╔══
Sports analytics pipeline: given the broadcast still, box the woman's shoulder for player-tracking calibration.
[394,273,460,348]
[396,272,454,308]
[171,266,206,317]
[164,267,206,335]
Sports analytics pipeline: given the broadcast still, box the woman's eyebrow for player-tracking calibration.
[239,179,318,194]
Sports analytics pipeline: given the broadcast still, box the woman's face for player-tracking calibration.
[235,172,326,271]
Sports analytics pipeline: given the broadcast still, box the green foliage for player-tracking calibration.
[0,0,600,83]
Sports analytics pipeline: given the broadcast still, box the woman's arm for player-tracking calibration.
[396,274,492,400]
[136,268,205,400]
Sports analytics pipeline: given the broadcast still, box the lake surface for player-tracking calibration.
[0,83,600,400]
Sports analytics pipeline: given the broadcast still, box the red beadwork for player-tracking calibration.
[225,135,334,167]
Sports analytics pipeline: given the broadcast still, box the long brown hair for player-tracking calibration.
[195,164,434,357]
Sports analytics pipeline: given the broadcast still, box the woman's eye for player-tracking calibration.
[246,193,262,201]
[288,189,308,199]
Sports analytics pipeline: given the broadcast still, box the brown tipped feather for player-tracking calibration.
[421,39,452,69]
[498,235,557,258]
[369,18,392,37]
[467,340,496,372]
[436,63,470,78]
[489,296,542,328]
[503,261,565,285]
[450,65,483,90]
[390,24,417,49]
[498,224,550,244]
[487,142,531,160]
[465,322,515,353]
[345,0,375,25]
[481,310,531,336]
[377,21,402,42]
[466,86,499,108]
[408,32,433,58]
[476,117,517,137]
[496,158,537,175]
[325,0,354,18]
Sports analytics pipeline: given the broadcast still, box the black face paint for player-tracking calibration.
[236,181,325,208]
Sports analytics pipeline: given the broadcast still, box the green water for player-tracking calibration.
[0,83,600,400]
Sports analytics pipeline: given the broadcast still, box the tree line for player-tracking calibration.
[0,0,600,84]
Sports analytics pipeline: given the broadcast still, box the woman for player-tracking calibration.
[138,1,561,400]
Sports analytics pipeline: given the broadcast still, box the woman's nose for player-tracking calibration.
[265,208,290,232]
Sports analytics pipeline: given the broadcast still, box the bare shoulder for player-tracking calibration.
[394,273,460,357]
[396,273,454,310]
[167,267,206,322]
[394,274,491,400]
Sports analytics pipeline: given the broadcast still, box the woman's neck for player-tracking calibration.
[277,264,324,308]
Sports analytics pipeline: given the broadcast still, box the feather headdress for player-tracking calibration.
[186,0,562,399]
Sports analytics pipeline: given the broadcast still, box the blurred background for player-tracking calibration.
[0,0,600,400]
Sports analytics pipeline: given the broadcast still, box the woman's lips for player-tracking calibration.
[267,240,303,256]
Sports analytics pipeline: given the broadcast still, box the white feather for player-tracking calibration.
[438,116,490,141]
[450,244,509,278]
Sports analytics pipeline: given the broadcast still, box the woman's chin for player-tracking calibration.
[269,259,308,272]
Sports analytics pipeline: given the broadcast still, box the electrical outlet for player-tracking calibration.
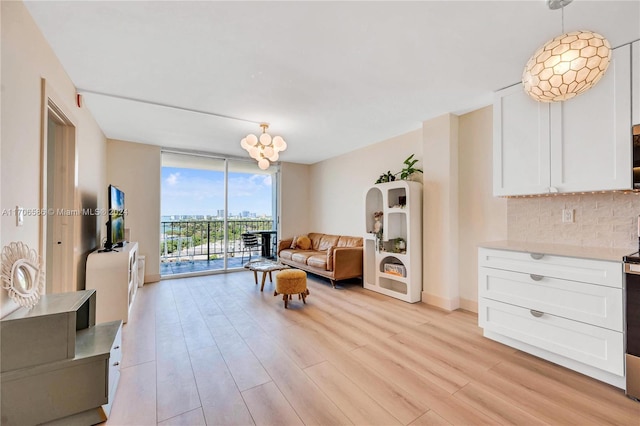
╚══
Stated task ::
Copy every one of the entries above word for word, and leave out any picture.

Expected output ::
Sports analytics pipeline: given the broadcast still, box the woman's shoulder for player-tracking calibration.
[394,273,460,348]
[396,272,454,308]
[171,266,206,317]
[164,267,206,335]
Sports analytics pipeline: given the broadcast still, box the woman's eyebrow for player-tracking calibration.
[239,179,318,194]
Sports analytics pipeline: given the broadcast still, box the woman's face for player-tracking calibration.
[235,172,326,271]
Sports analytics pipeline: given the broadcast still, box the green foliage for player-tracking calibration.
[0,0,600,83]
Sports analytics pipeline: given the broadcast still, box the woman's arm for player-tracking calibration.
[396,274,492,400]
[136,268,205,400]
Sports analytics pipeline: given the broadcast still, box the lake surface for player-tracking calibration.
[0,83,600,400]
Sports analytics pipeline: given the broadcast still, box the red beadwork for player-tracking calibration.
[225,135,334,167]
Sports analytics pipeline: given the broadcast still, box the long brown hair for player-tracking calibration.
[195,164,434,357]
Sports analytics pipeline: given the broadcast still, box the woman's eye for player-tracking calibration.
[246,193,262,201]
[288,189,308,199]
Sports analytics pipeline: given the broadcast still, box the brown tipped feather for player-tracking calibration.
[421,39,452,69]
[498,235,557,258]
[369,18,392,37]
[467,340,496,372]
[436,63,470,78]
[489,296,542,328]
[503,261,565,285]
[450,65,483,90]
[390,24,417,49]
[498,224,550,244]
[487,142,531,160]
[465,322,515,353]
[345,0,375,25]
[481,310,531,336]
[377,21,402,42]
[466,86,499,108]
[408,32,433,58]
[476,117,517,137]
[496,158,537,175]
[325,0,354,18]
Sports analytics pipeline: given the broadcast still, box the black face paint for player-tracking calibration.
[236,181,325,208]
Sports analytics pipeline: given the broadcast still, box the green water for player-tracking calibration.
[0,83,600,400]
Sports analytics pipeline: given the broadcast still, box the tree line for player-tracking calibration.
[0,0,600,84]
Sports analytics pipeline: given the broadcast still, box the woman for player-tracking calibration.
[138,1,561,400]
Sports analytics pipeline: given the broadcast still, box the woman's nose for player-tracking calibration.
[265,208,290,232]
Sports analytics pipeline: given the broadcast still, box the bare shoulder for player-tracking calibration.
[394,273,460,357]
[396,273,454,310]
[167,267,206,322]
[394,274,491,400]
Sports analytics pipeline: given the broadcast still, box the woman's neck for player-tracking calibration.
[277,264,324,308]
Sports analytics pipeline: given the broadcast still, box the feather headdress for player-tracking calibration.
[186,0,562,399]
Sports analytics pipeline: given the broadcast still, box the blurred background for player-tracking calibration.
[0,0,600,400]
Sports analytics pipeline: given the broadcast still, box the woman's lips for player-tracking calibration.
[267,240,303,256]
Sports analytics pipeline: given the broadcast still, box the white feather for player-tracking calibration.
[438,116,490,141]
[450,244,509,278]
Sports analytics pipeline: given the broadcast still, box the woman's chin for player-tracking calibration.
[269,259,308,272]
Sports analytics pipeline: given the broadcast still, box the electrical outlet for player-tracking calibration.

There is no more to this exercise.